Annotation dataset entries
▼▼▼

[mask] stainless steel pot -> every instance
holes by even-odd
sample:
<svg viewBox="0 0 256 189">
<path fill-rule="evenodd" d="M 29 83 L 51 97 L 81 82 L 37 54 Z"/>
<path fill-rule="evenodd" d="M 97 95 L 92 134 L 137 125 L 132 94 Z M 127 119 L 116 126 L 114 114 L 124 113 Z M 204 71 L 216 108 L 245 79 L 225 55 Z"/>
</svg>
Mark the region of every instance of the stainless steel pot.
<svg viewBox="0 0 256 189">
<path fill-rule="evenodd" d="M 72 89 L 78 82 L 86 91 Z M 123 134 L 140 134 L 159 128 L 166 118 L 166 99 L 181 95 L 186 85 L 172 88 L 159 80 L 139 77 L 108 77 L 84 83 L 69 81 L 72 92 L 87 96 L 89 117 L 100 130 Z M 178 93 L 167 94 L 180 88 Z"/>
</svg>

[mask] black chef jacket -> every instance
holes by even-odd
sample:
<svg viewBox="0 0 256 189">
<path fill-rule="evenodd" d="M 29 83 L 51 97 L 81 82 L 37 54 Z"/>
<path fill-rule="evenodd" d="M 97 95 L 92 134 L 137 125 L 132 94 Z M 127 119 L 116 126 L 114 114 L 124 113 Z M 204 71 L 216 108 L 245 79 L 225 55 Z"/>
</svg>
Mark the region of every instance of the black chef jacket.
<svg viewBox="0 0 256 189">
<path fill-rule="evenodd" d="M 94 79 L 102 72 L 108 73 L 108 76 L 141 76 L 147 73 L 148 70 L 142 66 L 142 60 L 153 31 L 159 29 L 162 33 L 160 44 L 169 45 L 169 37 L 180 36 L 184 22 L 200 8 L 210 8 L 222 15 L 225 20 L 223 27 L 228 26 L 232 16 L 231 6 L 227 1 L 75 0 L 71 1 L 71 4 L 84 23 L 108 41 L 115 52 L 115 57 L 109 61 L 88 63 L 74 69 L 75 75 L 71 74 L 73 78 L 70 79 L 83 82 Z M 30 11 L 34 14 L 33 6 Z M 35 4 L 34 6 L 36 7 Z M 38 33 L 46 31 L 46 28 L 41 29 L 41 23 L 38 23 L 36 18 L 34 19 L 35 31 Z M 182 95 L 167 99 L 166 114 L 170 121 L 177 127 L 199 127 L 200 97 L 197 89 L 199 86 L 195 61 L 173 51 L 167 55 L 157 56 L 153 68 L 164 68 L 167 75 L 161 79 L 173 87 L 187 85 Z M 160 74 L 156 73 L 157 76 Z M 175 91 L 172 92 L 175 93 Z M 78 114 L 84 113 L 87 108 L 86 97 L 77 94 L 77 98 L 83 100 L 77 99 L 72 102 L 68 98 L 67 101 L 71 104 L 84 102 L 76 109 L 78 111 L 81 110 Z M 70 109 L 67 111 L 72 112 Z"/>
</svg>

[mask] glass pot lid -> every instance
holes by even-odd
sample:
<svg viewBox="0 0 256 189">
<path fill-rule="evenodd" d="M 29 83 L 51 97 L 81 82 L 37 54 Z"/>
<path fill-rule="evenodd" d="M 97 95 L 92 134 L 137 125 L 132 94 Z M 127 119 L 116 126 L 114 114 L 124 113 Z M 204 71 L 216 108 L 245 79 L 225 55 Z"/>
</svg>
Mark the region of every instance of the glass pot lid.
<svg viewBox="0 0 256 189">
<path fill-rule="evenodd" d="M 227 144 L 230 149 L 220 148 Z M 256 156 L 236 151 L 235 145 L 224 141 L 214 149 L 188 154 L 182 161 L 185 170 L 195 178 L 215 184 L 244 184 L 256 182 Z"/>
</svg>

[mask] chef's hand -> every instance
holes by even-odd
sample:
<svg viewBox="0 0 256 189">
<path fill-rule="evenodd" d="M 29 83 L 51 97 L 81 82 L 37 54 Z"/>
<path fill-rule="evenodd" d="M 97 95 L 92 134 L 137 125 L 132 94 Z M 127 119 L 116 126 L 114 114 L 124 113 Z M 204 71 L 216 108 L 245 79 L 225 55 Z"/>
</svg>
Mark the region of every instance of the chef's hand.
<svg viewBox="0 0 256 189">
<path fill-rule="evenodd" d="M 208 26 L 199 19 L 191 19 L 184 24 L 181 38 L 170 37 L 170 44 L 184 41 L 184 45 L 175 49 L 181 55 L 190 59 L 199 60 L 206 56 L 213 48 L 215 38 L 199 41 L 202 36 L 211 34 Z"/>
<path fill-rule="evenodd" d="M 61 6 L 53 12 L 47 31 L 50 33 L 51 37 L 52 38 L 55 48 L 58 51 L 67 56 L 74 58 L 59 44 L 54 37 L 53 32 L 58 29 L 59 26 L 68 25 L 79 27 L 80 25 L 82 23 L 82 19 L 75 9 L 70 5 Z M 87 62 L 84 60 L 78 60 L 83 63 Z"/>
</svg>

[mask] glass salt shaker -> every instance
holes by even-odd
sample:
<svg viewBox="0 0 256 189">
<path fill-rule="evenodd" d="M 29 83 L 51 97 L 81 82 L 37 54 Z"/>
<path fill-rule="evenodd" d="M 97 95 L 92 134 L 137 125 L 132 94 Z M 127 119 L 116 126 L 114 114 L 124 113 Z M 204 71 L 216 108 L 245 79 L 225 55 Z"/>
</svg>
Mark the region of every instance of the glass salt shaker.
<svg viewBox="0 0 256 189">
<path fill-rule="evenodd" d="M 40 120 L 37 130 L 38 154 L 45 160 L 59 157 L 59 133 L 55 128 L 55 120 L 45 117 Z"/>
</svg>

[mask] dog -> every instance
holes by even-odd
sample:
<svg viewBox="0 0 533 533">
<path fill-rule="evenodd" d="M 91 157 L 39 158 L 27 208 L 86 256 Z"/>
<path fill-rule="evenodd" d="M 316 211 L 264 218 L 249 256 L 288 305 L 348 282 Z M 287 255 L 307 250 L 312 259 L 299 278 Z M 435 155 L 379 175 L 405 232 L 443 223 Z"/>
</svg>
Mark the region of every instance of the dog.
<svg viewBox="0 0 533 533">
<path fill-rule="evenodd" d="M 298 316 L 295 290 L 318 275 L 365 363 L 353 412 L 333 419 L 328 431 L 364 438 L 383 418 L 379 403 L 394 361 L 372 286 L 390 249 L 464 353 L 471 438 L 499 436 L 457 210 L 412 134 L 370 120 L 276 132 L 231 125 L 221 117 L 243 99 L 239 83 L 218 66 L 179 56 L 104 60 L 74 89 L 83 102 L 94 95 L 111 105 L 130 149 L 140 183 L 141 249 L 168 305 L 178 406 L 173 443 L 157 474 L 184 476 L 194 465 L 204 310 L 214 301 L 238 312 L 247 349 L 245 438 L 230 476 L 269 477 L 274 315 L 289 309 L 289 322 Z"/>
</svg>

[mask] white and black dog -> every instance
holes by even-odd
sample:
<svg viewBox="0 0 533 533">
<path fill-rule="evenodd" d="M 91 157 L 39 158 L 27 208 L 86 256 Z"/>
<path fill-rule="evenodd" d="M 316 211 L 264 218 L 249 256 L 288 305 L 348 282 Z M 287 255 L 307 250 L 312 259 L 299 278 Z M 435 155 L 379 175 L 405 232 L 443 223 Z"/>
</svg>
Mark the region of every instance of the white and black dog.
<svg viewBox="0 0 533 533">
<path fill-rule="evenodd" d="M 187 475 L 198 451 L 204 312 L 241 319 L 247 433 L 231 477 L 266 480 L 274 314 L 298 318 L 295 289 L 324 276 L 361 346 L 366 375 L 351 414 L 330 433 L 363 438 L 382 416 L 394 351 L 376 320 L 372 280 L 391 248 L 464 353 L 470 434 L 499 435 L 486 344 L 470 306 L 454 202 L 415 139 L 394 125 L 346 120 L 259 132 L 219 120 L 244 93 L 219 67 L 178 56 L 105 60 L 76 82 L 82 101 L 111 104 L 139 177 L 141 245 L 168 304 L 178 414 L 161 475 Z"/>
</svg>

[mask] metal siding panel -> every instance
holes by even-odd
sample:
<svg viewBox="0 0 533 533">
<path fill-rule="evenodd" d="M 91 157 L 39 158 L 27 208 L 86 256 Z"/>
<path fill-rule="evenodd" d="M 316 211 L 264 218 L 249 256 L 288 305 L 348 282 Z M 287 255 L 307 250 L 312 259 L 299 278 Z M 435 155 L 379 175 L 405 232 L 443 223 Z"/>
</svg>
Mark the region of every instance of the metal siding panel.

▲▲▲

### What you need to do
Repeat, character for character, the lines from the one that holds "[mask] white and black dog -> every instance" to the final line of the material, inclusive, and no other lines.

### Finished task
[mask] white and black dog -> every instance
holes by even-odd
sample:
<svg viewBox="0 0 533 533">
<path fill-rule="evenodd" d="M 91 157 L 39 158 L 27 208 L 86 256 Z"/>
<path fill-rule="evenodd" d="M 316 211 L 264 218 L 249 256 L 288 305 L 348 282 Z M 287 255 L 307 250 L 312 259 L 299 278 Z M 435 155 L 379 175 L 405 232 L 443 223 Z"/>
</svg>
Mark the region of every instance of the white and black dog.
<svg viewBox="0 0 533 533">
<path fill-rule="evenodd" d="M 187 475 L 198 451 L 204 312 L 241 319 L 247 433 L 231 477 L 266 480 L 274 314 L 298 318 L 295 289 L 324 276 L 361 346 L 366 375 L 351 414 L 330 433 L 363 438 L 382 416 L 394 351 L 376 320 L 372 280 L 391 248 L 464 353 L 470 434 L 499 435 L 486 344 L 470 306 L 454 202 L 415 139 L 394 125 L 346 120 L 259 132 L 219 120 L 244 93 L 219 67 L 178 56 L 105 60 L 76 82 L 82 101 L 111 104 L 139 177 L 141 245 L 168 304 L 178 414 L 161 475 Z"/>
</svg>

[mask] metal siding panel -> every instance
holes by even-odd
sample:
<svg viewBox="0 0 533 533">
<path fill-rule="evenodd" d="M 91 157 L 39 158 L 27 208 L 86 256 Z"/>
<path fill-rule="evenodd" d="M 316 211 L 264 218 L 249 256 L 288 305 L 348 282 Z M 287 255 L 307 250 L 312 259 L 299 278 Z M 435 155 L 379 175 L 405 232 L 443 223 Z"/>
</svg>
Mark the region of every instance of the metal siding panel.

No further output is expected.